> _WORK TO BE COMPLETED_
Pick out every row below that contains the word "black", and copy each one in full. Case counts.

> _RECORDS FOR THIS EXERCISE_
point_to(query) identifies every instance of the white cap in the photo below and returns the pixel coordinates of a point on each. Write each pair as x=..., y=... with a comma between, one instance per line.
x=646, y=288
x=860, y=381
==
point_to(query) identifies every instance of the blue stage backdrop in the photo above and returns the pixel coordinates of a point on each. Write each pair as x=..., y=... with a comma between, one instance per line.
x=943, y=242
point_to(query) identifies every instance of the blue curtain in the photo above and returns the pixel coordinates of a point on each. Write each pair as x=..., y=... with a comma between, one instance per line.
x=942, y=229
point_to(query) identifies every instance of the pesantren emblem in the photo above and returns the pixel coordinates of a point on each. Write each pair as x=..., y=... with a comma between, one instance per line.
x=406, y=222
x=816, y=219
* * *
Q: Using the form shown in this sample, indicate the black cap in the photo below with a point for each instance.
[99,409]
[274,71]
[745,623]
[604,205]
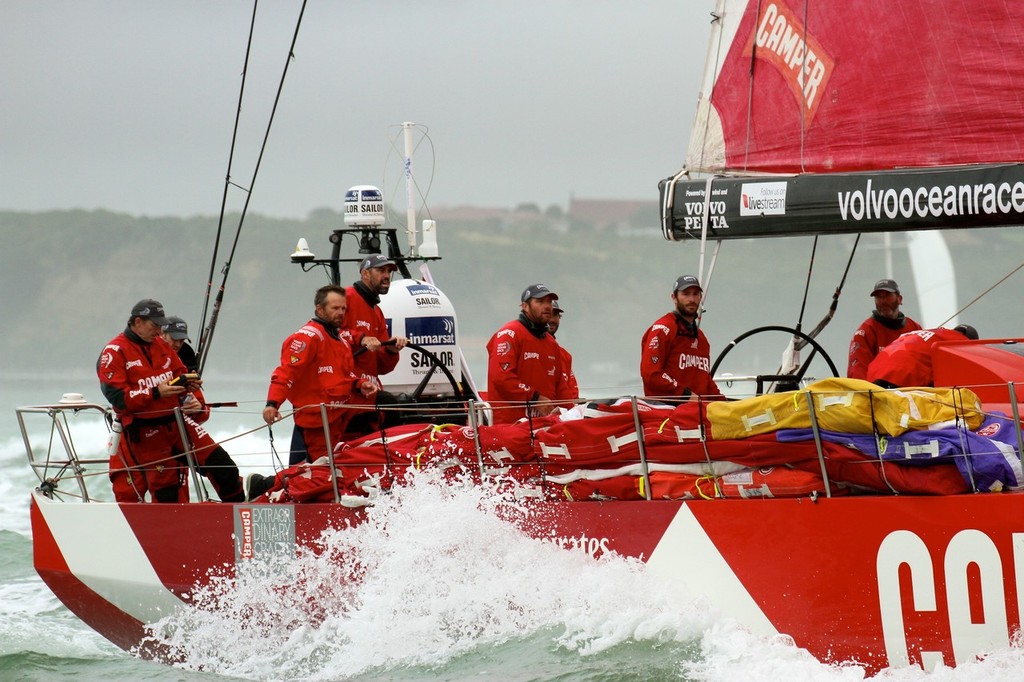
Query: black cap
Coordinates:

> _WRITTEN SOLUTION_
Q: Using the form shown in this sample, indicate the black cap in the photo below with a point for each instance.
Query: black cap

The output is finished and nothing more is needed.